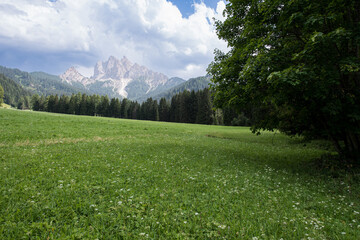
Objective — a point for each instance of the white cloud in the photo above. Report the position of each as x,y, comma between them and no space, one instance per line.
150,32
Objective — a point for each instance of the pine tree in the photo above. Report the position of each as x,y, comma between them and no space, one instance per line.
1,95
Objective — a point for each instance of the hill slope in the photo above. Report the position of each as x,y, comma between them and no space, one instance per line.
13,92
41,83
195,84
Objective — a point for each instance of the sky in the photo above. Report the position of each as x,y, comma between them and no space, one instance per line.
174,37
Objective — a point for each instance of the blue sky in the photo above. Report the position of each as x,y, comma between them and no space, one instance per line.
176,38
186,7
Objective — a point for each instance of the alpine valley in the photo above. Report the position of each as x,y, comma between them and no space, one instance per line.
121,78
114,77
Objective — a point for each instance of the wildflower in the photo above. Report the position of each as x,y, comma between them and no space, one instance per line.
222,226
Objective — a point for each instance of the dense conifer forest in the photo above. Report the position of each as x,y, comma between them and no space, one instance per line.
185,107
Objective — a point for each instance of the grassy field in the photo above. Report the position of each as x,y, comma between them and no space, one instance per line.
77,177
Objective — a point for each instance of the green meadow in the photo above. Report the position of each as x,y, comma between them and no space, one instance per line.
79,177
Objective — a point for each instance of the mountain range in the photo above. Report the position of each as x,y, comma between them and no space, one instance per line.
114,77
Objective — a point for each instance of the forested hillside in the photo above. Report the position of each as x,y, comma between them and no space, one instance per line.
14,94
184,107
195,84
41,83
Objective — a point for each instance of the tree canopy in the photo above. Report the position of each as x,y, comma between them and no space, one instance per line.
1,95
297,63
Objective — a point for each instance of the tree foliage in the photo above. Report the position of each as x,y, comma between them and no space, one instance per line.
298,63
1,95
14,94
185,107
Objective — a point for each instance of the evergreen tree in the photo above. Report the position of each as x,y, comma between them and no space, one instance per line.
104,106
1,95
124,108
83,105
63,104
205,112
35,102
164,109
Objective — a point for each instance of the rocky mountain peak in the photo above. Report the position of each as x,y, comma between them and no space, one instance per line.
72,75
119,78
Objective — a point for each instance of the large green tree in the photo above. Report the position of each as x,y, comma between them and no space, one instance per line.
1,95
297,62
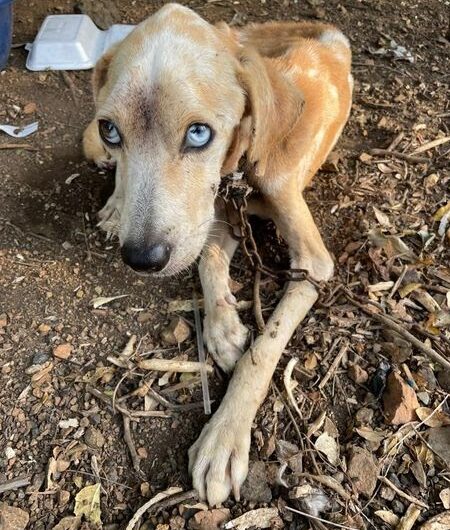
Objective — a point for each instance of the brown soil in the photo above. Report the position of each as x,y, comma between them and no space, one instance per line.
54,261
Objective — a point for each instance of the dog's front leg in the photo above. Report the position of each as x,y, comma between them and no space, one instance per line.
224,334
218,460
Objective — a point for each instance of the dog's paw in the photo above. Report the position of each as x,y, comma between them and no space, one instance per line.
225,335
218,460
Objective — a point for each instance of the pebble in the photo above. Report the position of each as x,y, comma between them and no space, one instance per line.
363,470
364,416
63,351
40,357
209,520
256,487
399,400
12,518
357,374
176,332
94,438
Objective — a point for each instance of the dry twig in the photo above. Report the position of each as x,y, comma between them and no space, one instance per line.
401,493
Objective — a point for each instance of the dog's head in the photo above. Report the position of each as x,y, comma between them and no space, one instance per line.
172,103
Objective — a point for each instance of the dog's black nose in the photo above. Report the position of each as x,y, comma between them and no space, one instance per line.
152,258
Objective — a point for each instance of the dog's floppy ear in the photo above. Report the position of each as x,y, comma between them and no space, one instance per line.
275,106
100,75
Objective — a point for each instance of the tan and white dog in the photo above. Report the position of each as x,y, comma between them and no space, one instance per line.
* * *
-- Problem requirements --
Retype the data above in full, exactly as it stands, and skip any image.

-- Answer to this problem --
Objective — a point for each instance of the white cloud in the photo above. Report the position of each as x,y, comma between them and no space, one instance per line.
150,32
Objective — a point for each instance of the pine tree in the photo above. Report the position of each as x,y, comma between them and no space, one instance per line.
1,95
Objective — a point for each instance of the hill slope in the photo above. Report the position of each as x,y, comma between them and no space, one instance per line.
13,92
41,83
195,84
Objective — a point for each instance of the sky in the photo above. Report the position of each as x,y, comma between them and no space, one instance per line.
174,37
Objective — a point for each instance of the blue sky in the photo above. Report the position of each as x,y, comma between them and no space, one instance per line.
176,38
186,7
Objective — a point for each instance of the alpine valley in the photo above. Report the position of each as x,y, comma between them and no space, one instance per line.
121,78
114,77
Objective — a point for each instance of the wildflower in the photo above. Report the position of each as x,y, comma between them and no space, one instance per line.
222,226
Objective — a point for each instance of the dense conifer forest in the photo above. Report the position of each as x,y, comma between them and no space, one instance per line.
185,107
Objective — a point for each instance of the grassy field in the photo above. Report the position of each as x,y, comma between them and no space, one instance per line.
77,177
Objective — a point for each instance of the green meadow in the photo above. Report the position of each as x,y, comma between them and no space, one instance per line.
79,177
Objective — a point for each instance of the mountain range in the photo above. Report the position of each as x,y, comma between them and no space, one instance per line.
114,77
Objective — a point for each instance of the forested hillside in the photo above. Report the position of each as x,y, comma between them and no space, one instance per line.
14,94
184,107
195,84
41,83
Objective — a point for each instance of the tree canopy in the photo above. Report the position of each as x,y, comma between them and no space, one instance per line.
1,95
297,63
Objective — a point for each instance of the tree foliage in the photo above. Report the position of each as x,y, comma between them and no space, one instance per line.
298,63
1,95
14,94
185,107
Objective — a point for each instance of the evergreen tree in the photo above. Report the position of each as x,y, comma between them and no space, one instance per line.
104,106
1,95
124,108
83,105
63,104
205,112
35,102
164,109
Objective — a point for each instance of the rocky mountain peak in the photo above. Report the position of each as x,y, comma between them and no space, one instance per line.
72,75
119,78
Objective — a point for each instance of the large green tree in the photo above. Report the position of each as x,y, comma between them and no space, one instance per line.
1,95
297,62
Objective — a point for each instance of the brown soil in the photo above. Report the position of each as x,y, comma between them and no space, one instance per line.
54,261
Objective — a point for each instance of the dog's front leg in the photo above. Report the position of each as x,y, comma between them and no space, one instance per line.
224,334
218,460
Objective — a point for each instance of the dog's paw in the photo above. Report the position of each as x,y, comma between them and no space, one instance per line.
225,335
218,460
Objective — a point for each instance of the pebble in the photo above. Report the position of each as x,y, comma between them and no space, one instance per line.
363,470
364,416
63,351
40,357
209,520
256,487
399,400
12,518
357,374
176,332
94,438
Objective — a point for each instance of the dry twig in the photo above. Report the position of each as x,y, comma between them and no space, one instance per line.
401,493
Objective — a point for each instance of the dog's head in the photo above. Report the position of each as x,y, comma between them and no space, one instance per line.
172,103
Objective — a point for each instance of the dog's black nose in the photo above. Report the position of each as x,y, comma between them and no space, one instance per line.
152,258
Objective — a point for each instance of the dog's floppy ear in the photo above. Report the position of each as x,y, comma between them and no space, one instance per line.
275,106
100,75
Objective — a point for each instance of the tan and white dog in the photo above. Report the position of each as x,y, comma between them and no space, one instance per line.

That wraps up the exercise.